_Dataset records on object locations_
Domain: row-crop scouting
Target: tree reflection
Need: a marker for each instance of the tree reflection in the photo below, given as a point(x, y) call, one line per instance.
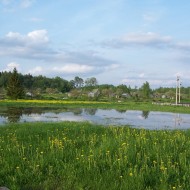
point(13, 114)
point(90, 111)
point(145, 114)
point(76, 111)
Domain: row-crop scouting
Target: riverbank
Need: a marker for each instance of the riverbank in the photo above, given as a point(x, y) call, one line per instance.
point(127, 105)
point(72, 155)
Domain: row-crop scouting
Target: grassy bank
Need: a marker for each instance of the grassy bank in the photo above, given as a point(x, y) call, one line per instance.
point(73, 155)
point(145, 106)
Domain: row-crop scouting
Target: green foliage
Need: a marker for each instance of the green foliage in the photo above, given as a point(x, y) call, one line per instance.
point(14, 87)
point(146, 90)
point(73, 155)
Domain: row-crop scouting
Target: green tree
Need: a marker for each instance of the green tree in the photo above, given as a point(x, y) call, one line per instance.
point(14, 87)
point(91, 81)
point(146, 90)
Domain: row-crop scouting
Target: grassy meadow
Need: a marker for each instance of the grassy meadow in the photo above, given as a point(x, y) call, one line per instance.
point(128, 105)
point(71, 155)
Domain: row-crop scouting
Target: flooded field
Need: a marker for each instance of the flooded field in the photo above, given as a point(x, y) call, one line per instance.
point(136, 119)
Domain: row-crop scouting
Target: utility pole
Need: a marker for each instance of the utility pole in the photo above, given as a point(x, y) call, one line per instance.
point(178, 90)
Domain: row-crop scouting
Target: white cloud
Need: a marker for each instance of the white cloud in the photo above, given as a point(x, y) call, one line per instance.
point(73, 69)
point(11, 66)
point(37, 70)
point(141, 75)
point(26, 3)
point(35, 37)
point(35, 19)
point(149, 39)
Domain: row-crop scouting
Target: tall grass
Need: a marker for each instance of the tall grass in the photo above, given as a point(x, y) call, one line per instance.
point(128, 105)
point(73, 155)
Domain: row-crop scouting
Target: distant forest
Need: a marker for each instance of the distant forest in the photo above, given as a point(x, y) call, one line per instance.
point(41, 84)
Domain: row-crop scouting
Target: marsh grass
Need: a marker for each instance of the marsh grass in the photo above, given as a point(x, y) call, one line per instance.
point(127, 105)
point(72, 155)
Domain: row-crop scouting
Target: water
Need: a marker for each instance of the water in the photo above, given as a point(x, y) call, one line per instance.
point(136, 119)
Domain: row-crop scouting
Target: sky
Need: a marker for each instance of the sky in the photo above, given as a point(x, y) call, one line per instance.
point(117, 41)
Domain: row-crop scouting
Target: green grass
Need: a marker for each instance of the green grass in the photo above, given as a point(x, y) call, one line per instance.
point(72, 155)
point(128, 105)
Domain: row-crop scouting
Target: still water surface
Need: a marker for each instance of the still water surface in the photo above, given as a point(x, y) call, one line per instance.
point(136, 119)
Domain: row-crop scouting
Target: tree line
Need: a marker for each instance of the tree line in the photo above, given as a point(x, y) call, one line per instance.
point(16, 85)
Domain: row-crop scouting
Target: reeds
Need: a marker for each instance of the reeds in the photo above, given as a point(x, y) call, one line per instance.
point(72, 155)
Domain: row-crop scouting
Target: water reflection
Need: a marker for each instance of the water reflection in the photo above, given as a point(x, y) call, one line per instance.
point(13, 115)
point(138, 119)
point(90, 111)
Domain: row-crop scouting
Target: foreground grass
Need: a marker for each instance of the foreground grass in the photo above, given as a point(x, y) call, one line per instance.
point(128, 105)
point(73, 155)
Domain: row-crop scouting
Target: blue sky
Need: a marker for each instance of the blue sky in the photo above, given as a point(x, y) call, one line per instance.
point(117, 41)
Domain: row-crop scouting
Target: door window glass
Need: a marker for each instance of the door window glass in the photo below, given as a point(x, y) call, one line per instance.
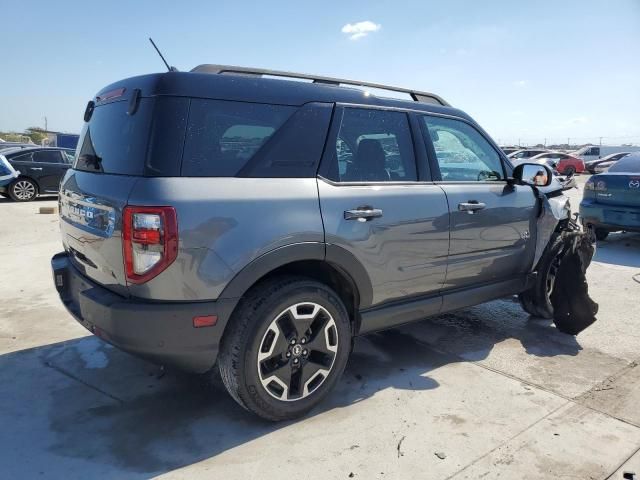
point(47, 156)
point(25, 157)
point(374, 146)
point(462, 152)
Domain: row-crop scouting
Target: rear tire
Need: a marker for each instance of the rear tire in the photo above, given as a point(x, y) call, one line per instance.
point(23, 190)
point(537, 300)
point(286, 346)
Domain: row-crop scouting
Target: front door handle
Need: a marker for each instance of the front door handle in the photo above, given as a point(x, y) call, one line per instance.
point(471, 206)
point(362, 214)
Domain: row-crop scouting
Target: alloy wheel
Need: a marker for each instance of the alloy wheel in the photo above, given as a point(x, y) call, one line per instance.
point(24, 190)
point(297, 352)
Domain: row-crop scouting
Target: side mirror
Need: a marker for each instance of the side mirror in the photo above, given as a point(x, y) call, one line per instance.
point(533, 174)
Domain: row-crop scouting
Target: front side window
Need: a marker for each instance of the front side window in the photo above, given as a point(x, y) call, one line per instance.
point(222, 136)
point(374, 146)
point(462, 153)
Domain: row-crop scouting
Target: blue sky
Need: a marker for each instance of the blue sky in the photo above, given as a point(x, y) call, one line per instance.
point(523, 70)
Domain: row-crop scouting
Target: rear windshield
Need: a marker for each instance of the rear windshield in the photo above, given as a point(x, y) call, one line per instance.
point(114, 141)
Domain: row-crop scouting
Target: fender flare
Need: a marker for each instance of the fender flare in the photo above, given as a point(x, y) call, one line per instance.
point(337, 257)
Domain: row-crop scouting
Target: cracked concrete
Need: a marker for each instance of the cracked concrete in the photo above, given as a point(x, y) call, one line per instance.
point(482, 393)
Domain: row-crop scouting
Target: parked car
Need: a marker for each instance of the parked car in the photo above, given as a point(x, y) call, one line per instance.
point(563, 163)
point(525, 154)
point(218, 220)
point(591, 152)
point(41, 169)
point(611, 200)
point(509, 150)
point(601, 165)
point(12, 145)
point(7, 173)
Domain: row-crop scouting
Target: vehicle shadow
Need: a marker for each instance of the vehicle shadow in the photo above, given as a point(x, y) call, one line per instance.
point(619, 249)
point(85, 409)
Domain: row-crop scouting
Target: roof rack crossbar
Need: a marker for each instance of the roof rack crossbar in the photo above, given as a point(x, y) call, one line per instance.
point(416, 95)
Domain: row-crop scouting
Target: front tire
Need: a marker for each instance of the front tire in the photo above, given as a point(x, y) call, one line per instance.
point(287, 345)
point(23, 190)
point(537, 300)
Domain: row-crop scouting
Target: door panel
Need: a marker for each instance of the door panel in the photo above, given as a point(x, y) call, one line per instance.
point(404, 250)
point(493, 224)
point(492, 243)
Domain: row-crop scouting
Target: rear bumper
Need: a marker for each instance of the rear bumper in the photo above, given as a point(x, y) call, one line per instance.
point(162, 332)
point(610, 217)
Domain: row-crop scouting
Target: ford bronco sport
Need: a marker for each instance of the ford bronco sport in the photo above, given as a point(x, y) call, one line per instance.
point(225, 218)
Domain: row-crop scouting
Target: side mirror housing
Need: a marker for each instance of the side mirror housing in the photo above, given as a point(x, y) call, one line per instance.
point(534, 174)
--
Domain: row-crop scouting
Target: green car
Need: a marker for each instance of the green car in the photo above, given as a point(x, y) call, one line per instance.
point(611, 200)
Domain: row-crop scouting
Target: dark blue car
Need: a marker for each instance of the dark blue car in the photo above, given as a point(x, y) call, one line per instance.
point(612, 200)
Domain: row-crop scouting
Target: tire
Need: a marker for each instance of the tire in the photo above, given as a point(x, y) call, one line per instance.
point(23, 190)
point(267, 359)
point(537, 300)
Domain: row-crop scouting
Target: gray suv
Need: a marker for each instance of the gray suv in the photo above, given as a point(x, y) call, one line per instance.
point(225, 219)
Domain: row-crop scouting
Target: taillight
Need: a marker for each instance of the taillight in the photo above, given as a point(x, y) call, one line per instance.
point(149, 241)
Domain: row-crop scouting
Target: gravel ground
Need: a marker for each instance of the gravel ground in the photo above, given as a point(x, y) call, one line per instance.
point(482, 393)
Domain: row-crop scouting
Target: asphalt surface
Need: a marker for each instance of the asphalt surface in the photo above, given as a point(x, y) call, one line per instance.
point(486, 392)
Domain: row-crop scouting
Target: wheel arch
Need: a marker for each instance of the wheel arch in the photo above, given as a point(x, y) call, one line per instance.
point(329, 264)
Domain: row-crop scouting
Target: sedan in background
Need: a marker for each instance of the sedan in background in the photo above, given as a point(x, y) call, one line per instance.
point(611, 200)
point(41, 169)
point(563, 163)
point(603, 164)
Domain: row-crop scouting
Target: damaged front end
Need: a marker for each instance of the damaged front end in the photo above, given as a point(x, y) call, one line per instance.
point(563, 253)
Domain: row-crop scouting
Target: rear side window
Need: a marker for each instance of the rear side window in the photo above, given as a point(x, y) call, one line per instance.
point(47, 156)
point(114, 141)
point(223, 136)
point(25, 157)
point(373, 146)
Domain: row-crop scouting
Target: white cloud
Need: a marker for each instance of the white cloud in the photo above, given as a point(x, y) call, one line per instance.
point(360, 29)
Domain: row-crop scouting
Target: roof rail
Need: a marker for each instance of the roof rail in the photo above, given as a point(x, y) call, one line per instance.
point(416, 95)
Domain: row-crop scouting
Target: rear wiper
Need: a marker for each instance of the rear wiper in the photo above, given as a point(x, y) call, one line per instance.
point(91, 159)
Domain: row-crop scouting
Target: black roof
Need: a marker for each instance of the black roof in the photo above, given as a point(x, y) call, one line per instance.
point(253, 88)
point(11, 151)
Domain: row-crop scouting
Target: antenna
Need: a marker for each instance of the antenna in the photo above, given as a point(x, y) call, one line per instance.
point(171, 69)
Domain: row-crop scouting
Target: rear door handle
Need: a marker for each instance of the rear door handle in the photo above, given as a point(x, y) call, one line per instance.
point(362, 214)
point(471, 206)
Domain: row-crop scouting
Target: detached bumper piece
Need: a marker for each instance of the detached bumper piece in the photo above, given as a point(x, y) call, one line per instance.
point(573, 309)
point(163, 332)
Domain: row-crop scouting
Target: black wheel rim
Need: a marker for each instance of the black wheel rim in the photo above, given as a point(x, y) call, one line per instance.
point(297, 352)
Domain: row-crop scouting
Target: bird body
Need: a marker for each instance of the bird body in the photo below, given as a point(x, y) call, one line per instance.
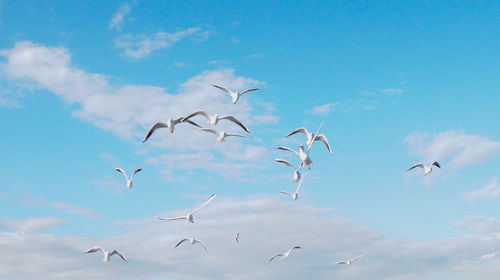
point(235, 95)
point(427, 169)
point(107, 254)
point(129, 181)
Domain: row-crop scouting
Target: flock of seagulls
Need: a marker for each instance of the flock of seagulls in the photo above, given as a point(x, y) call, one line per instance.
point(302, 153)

_Instructions for the task_
State how many lines in the records above contain the word "reflection". Reply with the number alone.

_Answer to the exercise_
4